- _TASK INSTRUCTIONS_:
Reproduce the rows below word for word, from the first row through the line containing "[[116, 275]]", including that line.
= = = =
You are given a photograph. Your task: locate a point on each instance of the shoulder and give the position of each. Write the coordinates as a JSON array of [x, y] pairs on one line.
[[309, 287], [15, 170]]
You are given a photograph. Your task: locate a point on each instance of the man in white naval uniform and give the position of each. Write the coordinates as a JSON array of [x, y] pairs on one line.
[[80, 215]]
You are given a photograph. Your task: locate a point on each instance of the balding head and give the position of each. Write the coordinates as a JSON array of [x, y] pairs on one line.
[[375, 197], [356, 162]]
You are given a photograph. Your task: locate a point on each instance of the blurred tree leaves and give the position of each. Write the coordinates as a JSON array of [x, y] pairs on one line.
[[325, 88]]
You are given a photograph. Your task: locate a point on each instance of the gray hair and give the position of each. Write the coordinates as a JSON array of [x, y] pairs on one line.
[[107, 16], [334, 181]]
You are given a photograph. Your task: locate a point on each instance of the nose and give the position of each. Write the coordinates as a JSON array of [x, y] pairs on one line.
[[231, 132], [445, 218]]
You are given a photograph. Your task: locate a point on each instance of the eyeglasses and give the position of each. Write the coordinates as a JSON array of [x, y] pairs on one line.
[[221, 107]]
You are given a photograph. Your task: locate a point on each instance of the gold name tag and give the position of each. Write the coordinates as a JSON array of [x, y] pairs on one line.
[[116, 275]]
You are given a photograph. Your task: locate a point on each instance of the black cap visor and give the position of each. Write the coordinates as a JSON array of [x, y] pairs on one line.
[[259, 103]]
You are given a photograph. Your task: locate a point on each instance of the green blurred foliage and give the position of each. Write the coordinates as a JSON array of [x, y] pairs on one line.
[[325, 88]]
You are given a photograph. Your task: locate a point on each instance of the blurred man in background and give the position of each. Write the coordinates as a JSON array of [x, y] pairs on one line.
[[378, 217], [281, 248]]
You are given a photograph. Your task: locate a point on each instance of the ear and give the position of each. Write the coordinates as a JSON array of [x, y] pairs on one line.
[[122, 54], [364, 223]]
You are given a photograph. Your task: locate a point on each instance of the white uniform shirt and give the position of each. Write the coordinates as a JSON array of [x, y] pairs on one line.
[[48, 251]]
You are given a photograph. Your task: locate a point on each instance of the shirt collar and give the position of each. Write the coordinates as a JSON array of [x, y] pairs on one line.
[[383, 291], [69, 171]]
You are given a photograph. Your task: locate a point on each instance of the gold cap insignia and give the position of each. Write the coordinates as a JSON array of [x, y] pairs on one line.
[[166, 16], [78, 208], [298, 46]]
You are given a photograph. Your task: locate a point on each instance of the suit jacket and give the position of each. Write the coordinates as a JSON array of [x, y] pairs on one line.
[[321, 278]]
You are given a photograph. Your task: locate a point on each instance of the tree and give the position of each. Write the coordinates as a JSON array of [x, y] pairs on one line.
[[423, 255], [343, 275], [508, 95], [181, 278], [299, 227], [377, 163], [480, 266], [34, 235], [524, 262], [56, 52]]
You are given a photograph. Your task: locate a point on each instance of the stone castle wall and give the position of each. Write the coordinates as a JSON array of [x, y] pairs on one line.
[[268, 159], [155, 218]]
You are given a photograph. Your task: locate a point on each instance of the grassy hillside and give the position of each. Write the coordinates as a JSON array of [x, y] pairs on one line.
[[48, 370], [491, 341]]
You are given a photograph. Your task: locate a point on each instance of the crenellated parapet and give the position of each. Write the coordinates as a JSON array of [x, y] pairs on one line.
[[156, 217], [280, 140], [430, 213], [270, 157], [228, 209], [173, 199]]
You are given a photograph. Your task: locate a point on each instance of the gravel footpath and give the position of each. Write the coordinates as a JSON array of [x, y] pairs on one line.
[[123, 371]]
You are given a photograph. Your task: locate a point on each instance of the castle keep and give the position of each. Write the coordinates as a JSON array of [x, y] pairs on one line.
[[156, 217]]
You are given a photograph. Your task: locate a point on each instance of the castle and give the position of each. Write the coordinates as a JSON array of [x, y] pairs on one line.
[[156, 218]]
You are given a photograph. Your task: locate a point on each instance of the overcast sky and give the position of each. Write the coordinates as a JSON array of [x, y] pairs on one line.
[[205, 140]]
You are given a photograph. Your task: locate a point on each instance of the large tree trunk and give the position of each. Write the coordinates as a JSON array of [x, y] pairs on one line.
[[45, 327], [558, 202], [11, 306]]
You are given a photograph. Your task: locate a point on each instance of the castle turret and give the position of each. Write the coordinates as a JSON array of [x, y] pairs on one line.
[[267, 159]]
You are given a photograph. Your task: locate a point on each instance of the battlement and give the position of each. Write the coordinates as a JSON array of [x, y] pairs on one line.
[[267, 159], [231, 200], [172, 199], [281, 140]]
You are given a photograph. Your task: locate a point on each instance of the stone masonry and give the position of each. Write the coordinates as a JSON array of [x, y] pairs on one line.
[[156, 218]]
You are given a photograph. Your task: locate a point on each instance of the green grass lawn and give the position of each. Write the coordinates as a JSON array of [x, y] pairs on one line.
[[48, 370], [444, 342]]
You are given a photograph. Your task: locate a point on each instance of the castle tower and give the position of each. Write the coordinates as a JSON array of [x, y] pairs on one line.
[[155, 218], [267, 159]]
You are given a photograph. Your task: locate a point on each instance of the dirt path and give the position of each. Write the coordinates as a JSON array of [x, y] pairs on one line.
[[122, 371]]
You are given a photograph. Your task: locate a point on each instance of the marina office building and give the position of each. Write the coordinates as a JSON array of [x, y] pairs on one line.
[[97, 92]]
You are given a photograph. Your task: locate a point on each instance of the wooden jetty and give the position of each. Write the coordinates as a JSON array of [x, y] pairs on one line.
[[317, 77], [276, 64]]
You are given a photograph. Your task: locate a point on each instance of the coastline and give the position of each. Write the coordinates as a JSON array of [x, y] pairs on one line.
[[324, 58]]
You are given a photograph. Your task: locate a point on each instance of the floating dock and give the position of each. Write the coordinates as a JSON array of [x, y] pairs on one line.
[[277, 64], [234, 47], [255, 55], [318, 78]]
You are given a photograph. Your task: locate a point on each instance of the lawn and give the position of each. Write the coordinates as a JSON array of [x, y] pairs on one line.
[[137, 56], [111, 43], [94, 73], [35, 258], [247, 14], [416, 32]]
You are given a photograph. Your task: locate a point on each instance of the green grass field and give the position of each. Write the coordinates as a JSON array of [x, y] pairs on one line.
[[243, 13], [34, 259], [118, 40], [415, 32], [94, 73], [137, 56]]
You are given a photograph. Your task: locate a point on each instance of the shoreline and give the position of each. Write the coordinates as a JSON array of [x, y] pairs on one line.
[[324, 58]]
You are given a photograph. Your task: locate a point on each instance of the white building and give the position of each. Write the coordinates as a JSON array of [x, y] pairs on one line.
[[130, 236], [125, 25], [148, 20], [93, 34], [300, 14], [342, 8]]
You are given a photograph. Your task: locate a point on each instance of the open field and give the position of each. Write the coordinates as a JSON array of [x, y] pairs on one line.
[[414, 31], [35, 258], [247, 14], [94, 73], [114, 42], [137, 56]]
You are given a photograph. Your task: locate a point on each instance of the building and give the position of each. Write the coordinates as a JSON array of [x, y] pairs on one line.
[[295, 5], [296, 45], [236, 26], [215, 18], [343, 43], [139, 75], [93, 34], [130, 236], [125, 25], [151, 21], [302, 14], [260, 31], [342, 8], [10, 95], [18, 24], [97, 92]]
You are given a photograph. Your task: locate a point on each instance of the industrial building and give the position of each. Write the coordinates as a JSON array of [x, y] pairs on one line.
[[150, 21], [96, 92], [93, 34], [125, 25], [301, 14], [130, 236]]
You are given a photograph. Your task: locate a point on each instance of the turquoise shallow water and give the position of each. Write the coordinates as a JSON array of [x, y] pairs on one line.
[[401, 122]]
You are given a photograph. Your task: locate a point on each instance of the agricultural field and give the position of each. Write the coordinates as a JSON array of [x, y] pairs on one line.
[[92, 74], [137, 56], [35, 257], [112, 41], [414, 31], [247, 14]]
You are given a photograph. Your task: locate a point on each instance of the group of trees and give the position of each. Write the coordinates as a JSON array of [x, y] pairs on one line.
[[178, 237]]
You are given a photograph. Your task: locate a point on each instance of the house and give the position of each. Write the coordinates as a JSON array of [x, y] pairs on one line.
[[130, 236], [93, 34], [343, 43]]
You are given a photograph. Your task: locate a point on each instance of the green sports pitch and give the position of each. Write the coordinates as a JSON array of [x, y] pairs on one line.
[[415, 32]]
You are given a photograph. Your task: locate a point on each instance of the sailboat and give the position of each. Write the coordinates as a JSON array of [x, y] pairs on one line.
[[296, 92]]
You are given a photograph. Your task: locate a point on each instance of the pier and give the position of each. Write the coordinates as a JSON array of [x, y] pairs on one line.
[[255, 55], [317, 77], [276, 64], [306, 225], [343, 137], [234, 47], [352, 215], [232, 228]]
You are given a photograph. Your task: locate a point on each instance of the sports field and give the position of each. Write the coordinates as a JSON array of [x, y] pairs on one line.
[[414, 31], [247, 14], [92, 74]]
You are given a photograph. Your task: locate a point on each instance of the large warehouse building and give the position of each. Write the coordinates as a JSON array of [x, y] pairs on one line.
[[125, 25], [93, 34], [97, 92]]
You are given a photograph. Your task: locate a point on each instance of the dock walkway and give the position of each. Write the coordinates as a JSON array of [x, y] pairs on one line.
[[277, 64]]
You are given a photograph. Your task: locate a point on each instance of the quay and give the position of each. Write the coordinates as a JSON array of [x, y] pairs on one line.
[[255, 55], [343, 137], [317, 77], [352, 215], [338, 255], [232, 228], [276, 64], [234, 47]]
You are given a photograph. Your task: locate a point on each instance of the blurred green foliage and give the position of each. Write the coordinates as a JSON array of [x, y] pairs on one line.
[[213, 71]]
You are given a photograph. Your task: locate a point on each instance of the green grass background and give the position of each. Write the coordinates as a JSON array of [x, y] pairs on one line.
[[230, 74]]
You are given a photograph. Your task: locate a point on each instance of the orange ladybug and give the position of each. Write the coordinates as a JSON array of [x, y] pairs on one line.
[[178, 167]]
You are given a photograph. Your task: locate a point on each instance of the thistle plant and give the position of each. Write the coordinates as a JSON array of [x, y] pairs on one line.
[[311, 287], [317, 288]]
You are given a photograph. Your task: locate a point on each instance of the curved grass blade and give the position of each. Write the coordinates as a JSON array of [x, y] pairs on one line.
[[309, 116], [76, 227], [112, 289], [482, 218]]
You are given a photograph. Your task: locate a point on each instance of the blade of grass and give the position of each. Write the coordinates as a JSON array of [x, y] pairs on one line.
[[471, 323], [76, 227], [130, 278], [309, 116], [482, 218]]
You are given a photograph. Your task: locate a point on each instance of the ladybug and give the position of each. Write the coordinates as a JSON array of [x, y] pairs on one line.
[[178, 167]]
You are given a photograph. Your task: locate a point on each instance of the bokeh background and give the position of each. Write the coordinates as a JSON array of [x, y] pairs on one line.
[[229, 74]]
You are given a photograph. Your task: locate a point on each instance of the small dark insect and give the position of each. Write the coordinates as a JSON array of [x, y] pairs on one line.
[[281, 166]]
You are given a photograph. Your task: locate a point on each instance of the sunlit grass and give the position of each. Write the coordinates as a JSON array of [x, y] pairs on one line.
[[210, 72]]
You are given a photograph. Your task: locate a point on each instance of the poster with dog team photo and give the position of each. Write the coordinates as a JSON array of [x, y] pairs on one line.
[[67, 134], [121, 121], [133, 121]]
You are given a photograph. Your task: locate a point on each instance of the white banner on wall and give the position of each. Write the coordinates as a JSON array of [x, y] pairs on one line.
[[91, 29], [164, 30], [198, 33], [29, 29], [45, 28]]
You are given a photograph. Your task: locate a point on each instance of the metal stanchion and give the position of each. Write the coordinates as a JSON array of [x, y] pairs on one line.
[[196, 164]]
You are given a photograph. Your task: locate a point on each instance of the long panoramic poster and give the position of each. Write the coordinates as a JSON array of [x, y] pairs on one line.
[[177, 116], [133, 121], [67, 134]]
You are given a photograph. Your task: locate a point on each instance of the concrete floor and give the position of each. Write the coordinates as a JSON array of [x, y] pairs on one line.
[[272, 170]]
= = = =
- _CORRECT ANSWER_:
You are given a photograph. Your task: locate a point on each instance of the shoulder and give the position of each. Write the coordinates as a JSON array of [x, y] pairs on one line.
[[309, 287], [15, 170]]
You are given a photograph. Your task: locate a point on each instance of the man in white naval uniform and give the position of each. Write the coordinates as a JSON array of [x, y] pairs on one line.
[[80, 215]]
You are given a photograph. Your task: locate a point on each instance of the balding head and give the position of each. Write the coordinates as a JSON array of [x, y] pairs on one line.
[[375, 197], [356, 162]]
You are given a photograph. Your task: locate a point on each instance of the blurred tree leaves and give the position of each. Write the coordinates as a JSON array of [x, y] pairs on one line.
[[325, 88]]
You are given a photograph. Your task: locate a point on each instance of the gray hair and give the position of each. Write the coordinates as a JSON array of [x, y] pairs on one line.
[[107, 16], [334, 181]]
You are given a photograph. Your task: locate a point on each instance of the nose and give the position of each. Write the coordinates as a JSON array of [x, y] pairs on one line.
[[231, 132], [445, 218]]
You are given a photograph. Your task: locate a point on each instance of the eyeglasses and give the position of each. Write the coordinates as a JSON array of [x, y] pairs on one line.
[[221, 107]]
You are given a photograph. Your task: locate a point on each instance of the gold name tag and give the position of each. Write the coordinates as a JSON array of [x, y] pairs on one line.
[[116, 275]]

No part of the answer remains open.